• EXERCISE OBJECTIVE:
From the records below, copy each line in which the string "young" occurs.

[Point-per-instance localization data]
+ + +
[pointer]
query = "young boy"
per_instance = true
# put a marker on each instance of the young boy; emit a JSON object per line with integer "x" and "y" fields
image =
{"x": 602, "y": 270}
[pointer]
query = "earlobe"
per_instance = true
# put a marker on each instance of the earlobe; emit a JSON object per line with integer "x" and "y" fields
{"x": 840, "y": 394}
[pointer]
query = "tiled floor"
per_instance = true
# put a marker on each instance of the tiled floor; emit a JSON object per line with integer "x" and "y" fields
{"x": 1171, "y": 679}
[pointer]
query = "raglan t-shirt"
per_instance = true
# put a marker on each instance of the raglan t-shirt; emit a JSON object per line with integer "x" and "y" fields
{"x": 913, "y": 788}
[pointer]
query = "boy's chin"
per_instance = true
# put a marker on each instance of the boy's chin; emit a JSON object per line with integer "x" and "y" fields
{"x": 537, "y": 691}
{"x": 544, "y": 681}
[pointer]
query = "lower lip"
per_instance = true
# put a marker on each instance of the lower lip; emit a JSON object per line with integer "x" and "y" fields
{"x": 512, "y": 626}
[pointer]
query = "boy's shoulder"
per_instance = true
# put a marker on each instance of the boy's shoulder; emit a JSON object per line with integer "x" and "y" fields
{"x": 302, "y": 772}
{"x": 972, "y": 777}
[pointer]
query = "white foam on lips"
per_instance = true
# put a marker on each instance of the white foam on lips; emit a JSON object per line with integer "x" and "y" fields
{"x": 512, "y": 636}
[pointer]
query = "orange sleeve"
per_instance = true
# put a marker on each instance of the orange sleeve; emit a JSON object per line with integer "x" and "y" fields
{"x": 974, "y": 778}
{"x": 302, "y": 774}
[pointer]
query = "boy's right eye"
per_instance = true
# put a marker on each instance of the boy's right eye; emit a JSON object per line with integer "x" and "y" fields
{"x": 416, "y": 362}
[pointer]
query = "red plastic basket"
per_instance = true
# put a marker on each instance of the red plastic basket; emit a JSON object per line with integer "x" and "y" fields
+ + +
• WRITTEN REPLY:
query = "young boy"
# put a marker on each instance of the young boy; emit a JSON object per line with integer "x" and "y" fields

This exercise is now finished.